_What you need to do_
Only the images get left out; everything else in the records is to be transcribed exactly.

_Information shown_
*** Block opens ***
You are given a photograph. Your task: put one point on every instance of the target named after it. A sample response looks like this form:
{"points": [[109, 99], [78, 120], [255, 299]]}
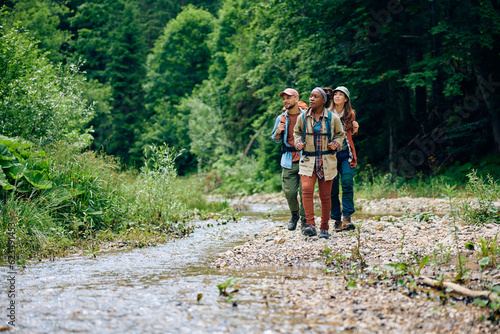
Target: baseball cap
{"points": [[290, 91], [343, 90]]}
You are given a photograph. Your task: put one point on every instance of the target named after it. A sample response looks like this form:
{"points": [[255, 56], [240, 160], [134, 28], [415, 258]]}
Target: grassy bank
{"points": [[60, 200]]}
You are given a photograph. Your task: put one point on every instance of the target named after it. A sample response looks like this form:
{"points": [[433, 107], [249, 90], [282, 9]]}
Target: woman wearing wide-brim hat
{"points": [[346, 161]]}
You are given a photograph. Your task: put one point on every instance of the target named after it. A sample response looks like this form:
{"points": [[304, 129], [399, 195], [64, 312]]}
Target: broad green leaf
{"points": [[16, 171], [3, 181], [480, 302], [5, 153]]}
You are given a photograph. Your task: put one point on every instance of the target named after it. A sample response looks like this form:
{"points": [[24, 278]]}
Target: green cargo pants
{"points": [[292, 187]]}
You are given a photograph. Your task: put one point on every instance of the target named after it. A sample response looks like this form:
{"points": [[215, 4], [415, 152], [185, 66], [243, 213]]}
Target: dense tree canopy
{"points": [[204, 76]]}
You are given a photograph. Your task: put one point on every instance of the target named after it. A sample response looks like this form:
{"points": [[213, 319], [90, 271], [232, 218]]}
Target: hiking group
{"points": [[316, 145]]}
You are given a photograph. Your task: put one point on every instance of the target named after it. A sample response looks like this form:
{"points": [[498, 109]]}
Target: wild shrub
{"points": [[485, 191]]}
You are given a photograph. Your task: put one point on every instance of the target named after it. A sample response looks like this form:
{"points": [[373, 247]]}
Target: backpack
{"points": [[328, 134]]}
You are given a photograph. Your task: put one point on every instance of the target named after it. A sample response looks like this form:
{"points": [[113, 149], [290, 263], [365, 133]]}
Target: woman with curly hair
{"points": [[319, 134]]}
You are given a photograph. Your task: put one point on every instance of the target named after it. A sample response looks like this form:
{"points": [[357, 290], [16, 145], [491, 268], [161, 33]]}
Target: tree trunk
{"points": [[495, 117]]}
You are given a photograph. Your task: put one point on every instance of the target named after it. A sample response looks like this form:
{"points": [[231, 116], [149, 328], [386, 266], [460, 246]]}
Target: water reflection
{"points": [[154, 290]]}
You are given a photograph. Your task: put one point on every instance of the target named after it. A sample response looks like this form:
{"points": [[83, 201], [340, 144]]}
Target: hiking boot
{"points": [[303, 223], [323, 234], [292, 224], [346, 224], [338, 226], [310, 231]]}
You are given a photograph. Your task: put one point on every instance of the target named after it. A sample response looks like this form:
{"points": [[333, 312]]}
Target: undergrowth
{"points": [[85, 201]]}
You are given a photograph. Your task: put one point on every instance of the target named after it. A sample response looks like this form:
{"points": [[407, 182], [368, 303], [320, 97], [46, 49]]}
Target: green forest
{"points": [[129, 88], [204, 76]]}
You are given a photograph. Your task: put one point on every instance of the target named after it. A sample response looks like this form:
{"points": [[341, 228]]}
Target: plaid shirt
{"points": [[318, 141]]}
*** Block closes ***
_Expected answer_
You are given a photograph. Your task: put one point on every instance of the target named after it. A sample response looks like this form:
{"points": [[109, 99], [78, 120], [255, 299]]}
Target: baseball cap
{"points": [[290, 91], [343, 90]]}
You are given a photograph. Your task: put one point on every instance of the target named after it. A sample response looks like this form:
{"points": [[255, 56], [240, 160], [134, 28], [415, 258]]}
Target: grassy bank
{"points": [[60, 200]]}
You are given a photograph. Your task: put one point on every instance of the target named after it. A sample response looks like this form:
{"points": [[433, 107], [249, 90], [282, 9]]}
Target: woman wearing wide-brim hat
{"points": [[346, 161]]}
You are given a photograph. Your task: put one point on every instance of the target named after it. A sample response looks like this form:
{"points": [[304, 129], [399, 195], [64, 312]]}
Target: broad green leaf
{"points": [[16, 171], [3, 181], [480, 302], [5, 153]]}
You are given a photograph. Your task: put one point on every instance of the target named after it. A sample response looks like this form:
{"points": [[24, 278]]}
Target: green cargo pants
{"points": [[292, 187]]}
You are given a photograph. Your task: put one point on every instance of the target named after it. A sample response looks like this form:
{"points": [[215, 4], [415, 152], [185, 66], [243, 213]]}
Target: dense tree canopy
{"points": [[204, 76]]}
You are given a photograph. Your task: put one point on every instance of the target named after it. A sample response looks like this form:
{"points": [[213, 319], [90, 271], [232, 218]]}
Target: hiking group
{"points": [[316, 145]]}
You are given a photograph. Your task: put one point on every instance of the target named after it. A sample response looks like this form:
{"points": [[498, 109]]}
Target: wild shrub
{"points": [[485, 191]]}
You are given a photograph. Your task: put one point on every instance of the target named after it. A sample response looks like this form:
{"points": [[373, 247]]}
Target: backpack
{"points": [[328, 134]]}
You are given a photograph. Your task: put one point on every instance of the target named after it. A sample response looks like this form:
{"points": [[113, 149], [290, 263], [365, 133]]}
Target: woman with curly hair
{"points": [[319, 134]]}
You are given a photograph. Your task: put one point on every instance of the target named after it. A sample response looks like this form:
{"points": [[357, 290], [16, 145], [491, 268], [161, 33]]}
Target: tree trunk
{"points": [[495, 117]]}
You are given a photograph. Your task: put one point on every instance of the target named after it. A sample response looks like this form:
{"points": [[231, 116], [149, 328], [386, 266], [460, 246]]}
Target: water reflection
{"points": [[154, 290]]}
You are given a photograph. Your task: put one point on every instance of the target named after it. A sample response looks like this form:
{"points": [[83, 201], [340, 144]]}
Target: hiking boot
{"points": [[303, 223], [323, 234], [292, 224], [346, 224], [338, 226], [310, 231]]}
You are given a photograph. Your task: put one point on every instance of the target named after it. A sample response looks like this form:
{"points": [[333, 312]]}
Target: undergrowth
{"points": [[85, 201]]}
You are given a photograph. Your task: put one point on every instance of the target named after it. A sample response looks like this form:
{"points": [[407, 182], [368, 303], [320, 97], [46, 49]]}
Target: green forest
{"points": [[129, 88], [204, 76]]}
You are given a photograph. Your task: put one point on every instance of the target named after it. A sample response looks like this form:
{"points": [[341, 228]]}
Target: plaid shirt
{"points": [[318, 141]]}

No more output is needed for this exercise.